> [Textauszug]:
-=-=-=-=-
Ein Jahrhundertprozess auf dem Weg ins Nirgendwo
Das NSU-Verfahren in München geht ins fünfte Jahr – Ein Ende ist nicht absehbar
MÜNCHEN - Ein Justizbunker inmitten des Münchner Oberlandesgerichts, praktisch kein Tageslicht, völlige Tristesse, die von der bleichen, strohgelben Wandfarbe noch verstärkt wird. Schon die Aussicht, hier öfters herkommen zu müssen, dürfte depressiv stimmen. Von Rechts wegen trifft sich hier aber seit vier Jahren immer der mehr oder weniger gleiche Kreis: all jene, die mit dem Jahrhundertverfahren über die Verbrechen des kurz NSU genannten Nationalsozialistischen Untergrunds zu tun haben.
Das Gesicht des Prozesses ist Beate Zschäpe, von Boulevardmedien gerne als „Terrorbraut“bezeichnet. Beim Blick von der Zuschauertribüne hinunter zum Verhandlungsbereich sieht man aber nur eine kleine, 42-jährige Frau mit einem etwas verdrückt wirkenden Aussehen. Sie greift zu einem Schokoriegel. Eigentlich eine wertlose Beobachtung, jedoch in ihrer Nichtigkeit vielsagend. Dass der Griff der in Brauntönen gekleideten Angeklagten zur braunen Süßigkeit überhaupt ins Auge fällt, zeigt, wo das Verfahren nach 367 Verhandlungstagen gelandet ist: im Nebensächlichen.
Die Morde scheinen weit weg
Bei der jüngsten Sitzung hatten die wenigen verbliebenen Berichterstatter der sonst so stolzen Münchner Medien auf der Zuschauertribüne dann auch vor allem ein Thema: Wer von ihnen mit wem bereits eine Affäre gehabt hat und wer nicht: „Meine Ex mit dem deinem Ex“– gefolgt von ähnlichen Feststellungen während der Verhandlungspausen. Zschäpe, die zehn NSU-Morde, die Banküberfälle, all die dahintersteckenden Nazi-Verbindungen scheinen weit weg zu sein – auch wenn es im Gerichtssaal genau darum geht. Aber seit Monaten gibt es keine tieferen Erkenntnisse mehr.
-=-=-=-=-
> [Kurze Aufgabe A]:
Nach wie vielen Verhandlungstagen ist das Verfahren laut dem Textauszug im Nebensächlichen gelandet?
> [Kurze Aufgabe B]:
Zähl alles auf, was laut dem Textauszug bei der jüngsten Sitzung weit weg zu sein scheint.

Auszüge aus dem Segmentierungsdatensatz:
-=-=-=-=-
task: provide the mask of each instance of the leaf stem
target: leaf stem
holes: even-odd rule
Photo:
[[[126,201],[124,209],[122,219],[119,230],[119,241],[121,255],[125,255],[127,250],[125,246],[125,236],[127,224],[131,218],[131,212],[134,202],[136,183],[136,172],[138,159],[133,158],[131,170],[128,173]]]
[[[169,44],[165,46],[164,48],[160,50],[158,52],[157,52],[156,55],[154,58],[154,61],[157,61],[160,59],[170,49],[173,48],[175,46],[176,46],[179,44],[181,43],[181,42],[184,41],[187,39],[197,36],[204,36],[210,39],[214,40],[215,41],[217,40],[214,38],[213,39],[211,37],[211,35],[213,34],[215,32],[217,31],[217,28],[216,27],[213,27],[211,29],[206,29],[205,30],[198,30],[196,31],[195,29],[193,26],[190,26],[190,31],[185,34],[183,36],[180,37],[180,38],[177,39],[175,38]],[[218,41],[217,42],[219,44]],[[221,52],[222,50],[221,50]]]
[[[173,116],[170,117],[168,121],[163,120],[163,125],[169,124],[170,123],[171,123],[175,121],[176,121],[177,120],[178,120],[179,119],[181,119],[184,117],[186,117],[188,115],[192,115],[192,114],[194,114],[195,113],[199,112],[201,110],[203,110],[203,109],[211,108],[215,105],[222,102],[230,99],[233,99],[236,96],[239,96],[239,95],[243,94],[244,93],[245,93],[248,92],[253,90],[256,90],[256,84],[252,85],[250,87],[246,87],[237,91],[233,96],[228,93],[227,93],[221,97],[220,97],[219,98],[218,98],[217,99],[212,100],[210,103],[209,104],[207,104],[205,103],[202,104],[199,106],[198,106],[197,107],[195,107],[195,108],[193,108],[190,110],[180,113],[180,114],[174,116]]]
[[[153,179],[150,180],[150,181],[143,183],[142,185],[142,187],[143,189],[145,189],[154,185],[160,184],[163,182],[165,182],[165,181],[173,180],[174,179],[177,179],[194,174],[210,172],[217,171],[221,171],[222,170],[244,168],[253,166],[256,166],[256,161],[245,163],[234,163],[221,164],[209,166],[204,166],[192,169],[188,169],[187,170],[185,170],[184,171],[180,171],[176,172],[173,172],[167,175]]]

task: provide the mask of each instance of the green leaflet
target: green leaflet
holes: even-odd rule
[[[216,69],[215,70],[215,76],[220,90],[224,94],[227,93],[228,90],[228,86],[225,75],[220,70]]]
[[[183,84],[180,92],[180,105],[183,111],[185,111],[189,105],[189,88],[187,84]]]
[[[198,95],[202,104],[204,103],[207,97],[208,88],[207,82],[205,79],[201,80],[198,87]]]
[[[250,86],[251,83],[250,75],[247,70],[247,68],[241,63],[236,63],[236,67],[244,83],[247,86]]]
-=-=-=-=-
> [Richtige Lösung A]:
Nach 367 Verhandlungstagen.

> [Richtige Lösung B]:
- Zschäpe
- die zehn NSU-Morde
- die Banküberfälle
- all die dahintersteckenden Nazi-Verbindungen